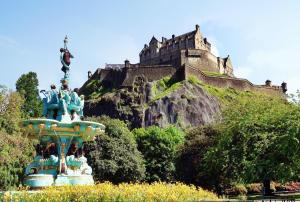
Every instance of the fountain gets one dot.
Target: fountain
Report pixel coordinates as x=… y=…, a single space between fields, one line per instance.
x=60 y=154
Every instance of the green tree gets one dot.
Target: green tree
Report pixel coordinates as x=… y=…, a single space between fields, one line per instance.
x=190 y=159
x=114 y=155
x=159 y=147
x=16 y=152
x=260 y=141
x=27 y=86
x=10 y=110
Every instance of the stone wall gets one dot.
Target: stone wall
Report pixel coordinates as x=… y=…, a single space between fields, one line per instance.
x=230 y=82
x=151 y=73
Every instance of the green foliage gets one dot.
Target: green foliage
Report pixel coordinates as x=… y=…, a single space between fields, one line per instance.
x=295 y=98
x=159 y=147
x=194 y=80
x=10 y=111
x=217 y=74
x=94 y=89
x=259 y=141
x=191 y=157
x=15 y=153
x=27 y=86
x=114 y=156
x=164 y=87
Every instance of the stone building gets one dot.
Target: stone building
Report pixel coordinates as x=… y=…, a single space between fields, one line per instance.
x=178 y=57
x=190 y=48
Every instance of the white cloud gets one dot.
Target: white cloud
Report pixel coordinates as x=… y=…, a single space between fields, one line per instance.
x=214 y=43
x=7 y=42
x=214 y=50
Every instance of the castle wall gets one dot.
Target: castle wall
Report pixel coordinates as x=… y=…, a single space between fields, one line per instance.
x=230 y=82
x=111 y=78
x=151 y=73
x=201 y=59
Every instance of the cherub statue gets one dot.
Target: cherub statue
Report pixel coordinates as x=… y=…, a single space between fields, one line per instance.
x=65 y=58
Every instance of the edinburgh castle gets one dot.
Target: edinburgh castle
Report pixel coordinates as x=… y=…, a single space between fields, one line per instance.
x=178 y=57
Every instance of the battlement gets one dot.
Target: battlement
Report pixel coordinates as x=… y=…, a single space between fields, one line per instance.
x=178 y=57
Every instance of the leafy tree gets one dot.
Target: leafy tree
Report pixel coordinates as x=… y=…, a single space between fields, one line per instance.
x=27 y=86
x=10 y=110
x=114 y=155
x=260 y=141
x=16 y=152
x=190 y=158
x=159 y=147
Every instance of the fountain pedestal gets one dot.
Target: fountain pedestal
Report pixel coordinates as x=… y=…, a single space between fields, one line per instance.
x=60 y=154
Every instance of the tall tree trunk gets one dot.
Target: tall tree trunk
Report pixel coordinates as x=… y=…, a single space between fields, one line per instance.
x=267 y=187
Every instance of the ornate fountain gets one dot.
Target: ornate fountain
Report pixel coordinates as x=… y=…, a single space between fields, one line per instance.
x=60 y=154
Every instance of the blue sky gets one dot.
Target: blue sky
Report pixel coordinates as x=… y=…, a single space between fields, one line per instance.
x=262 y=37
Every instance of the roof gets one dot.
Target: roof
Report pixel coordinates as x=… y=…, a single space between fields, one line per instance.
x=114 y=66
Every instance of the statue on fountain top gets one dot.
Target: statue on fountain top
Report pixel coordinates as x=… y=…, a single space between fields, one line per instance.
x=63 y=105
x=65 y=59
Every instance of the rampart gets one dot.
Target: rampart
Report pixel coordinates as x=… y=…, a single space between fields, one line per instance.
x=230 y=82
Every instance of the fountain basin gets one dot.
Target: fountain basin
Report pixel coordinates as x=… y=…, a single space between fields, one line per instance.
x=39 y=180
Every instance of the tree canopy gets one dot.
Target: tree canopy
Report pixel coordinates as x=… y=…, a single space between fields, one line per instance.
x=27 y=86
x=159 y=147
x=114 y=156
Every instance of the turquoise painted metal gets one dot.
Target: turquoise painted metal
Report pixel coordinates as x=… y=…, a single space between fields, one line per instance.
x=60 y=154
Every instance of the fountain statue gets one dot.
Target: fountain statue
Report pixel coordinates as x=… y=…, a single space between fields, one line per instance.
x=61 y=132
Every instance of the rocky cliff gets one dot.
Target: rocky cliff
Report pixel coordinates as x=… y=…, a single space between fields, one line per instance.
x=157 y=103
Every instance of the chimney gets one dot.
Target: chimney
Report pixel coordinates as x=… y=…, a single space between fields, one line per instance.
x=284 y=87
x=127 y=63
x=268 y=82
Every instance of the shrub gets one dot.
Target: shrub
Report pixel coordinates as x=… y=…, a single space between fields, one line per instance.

###

- [EXERCISE] Rewrite all of the data above, replacing "one line per instance" with "one line for each instance" and keeping everything else the same. Leave the pictures out.

- [TASK ANSWER]
Every instance of the fountain gets one dot.
Target: fountain
Report pixel coordinates as x=… y=…, a single space between fields, one line for each instance.
x=60 y=154
Every instance of the green tree gets one dot.
Target: green tree
Report pixel coordinates as x=… y=…, a single space between fields, one line for each instance.
x=190 y=159
x=114 y=155
x=159 y=147
x=16 y=152
x=260 y=141
x=27 y=86
x=10 y=110
Every instance of the stone wall gets one dot.
Target: stone wall
Report pixel coordinates as x=… y=…, a single space between fields, one line for each instance.
x=230 y=82
x=151 y=73
Every instance of the green foliage gets one dot.
Target: green foliage
Report pixel coordinates as x=… y=…, a single space between fields, one line for each instance.
x=295 y=98
x=159 y=147
x=194 y=80
x=10 y=111
x=217 y=74
x=94 y=89
x=259 y=141
x=191 y=157
x=15 y=153
x=27 y=86
x=114 y=156
x=164 y=87
Every instance of the stone building gets one dot.
Target: stone building
Report pixel coordinates as x=… y=…, a single space between fields, one line for each instance.
x=178 y=57
x=190 y=48
Every instance of the white cloud gets one dot.
Target: white cloud
Report pixel coordinates as x=… y=…, a single space between fields, one line for each instance.
x=214 y=43
x=7 y=42
x=214 y=50
Every instance of the castle wall gets one dot.
Target: castle wall
Report pixel coordinates as x=… y=…, a single space between fields, one line for each instance.
x=230 y=82
x=111 y=78
x=151 y=73
x=201 y=59
Every instance of the cherub statue gets one dot.
Target: cherub statue
Report pixel coordinates as x=… y=…, a single space between fields, one line for each instance.
x=65 y=58
Every instance of the edinburgh castle gets one dot.
Target: edinburgh castle
Report pixel coordinates as x=… y=…, a single space between fields, one line for each instance.
x=178 y=57
Every instance of the battlement gets one dot.
Target: battlement
Report pixel coordinates as x=… y=…, a single space between fields, one line for each instance.
x=178 y=57
Every instance of the leafy tree gets one dot.
Target: leafy tree
Report pixel coordinates as x=… y=…, a single space between fields, one line for each instance.
x=27 y=86
x=10 y=110
x=114 y=155
x=260 y=141
x=16 y=152
x=190 y=158
x=159 y=147
Every instance of the fountain pedestal gets one dot.
Target: fountain pedestal
Report pixel coordinates as x=… y=…, a single space between fields, one line for each instance.
x=60 y=154
Every instance of the tall tree trunk gets one dot.
Target: tall tree trunk
Report pixel coordinates as x=… y=…, a single space between fields, one line for each instance.
x=267 y=187
Every instance of the ornate fountain gets one dot.
Target: ornate fountain
Report pixel coordinates as x=… y=…, a single space between fields, one line for each instance.
x=60 y=154
Every instance of the blue sky gets one dot.
Target: blue sky
Report pixel coordinates as x=… y=…, a single space between fields, one line for each instance.
x=262 y=37
Every instance of the roof gets one dot.
Target: roof
Report pixel coordinates as x=… y=…, a single space between fields, one line for each instance.
x=114 y=66
Every instance of the statue on fountain top gets one dot.
Target: statue on fountain top
Report pixel coordinates as x=… y=…, a single space between fields, one line for each instance.
x=63 y=105
x=65 y=59
Every instance of the rampart gets one dot.
Target: rampart
Report pixel coordinates as x=… y=…, a single space between fields, one line for each instance.
x=230 y=82
Every instance of the fountain basin gets one dot.
Target: fountain basin
Report pixel coordinates as x=… y=…, a single space between fields, one line for each instance.
x=39 y=180
Every instance of the tree canopy gets one dot.
Target: tree canopy
Report pixel coordinates as x=… y=…, a single space between fields, one line for each instance.
x=27 y=86
x=159 y=147
x=114 y=156
Every instance of the turquoise painted metal gets one dot.
Target: turquoise painted metal
Report pixel coordinates as x=… y=…, a single space between fields, one line for each instance.
x=60 y=154
Every instance of the fountain statue gets one dot.
Target: fountain statue
Report pixel coordinates as x=… y=…, a single space between fields, one line for each instance.
x=61 y=132
Every instance of the rocky cliff gets one dot.
Target: rocky cliff
Report pixel coordinates as x=… y=…, a single space between fields, one line for each instance.
x=157 y=103
Every instance of the chimney gets one dot.
Target: chimney
Report pixel coordinates as x=… y=…, a single space between fields, one line for each instance.
x=284 y=87
x=127 y=63
x=268 y=82
Every instance of the shrub gets one dot.
Target: shrub
Report pixel coordinates as x=… y=…, a single space between fields, one line for each instance.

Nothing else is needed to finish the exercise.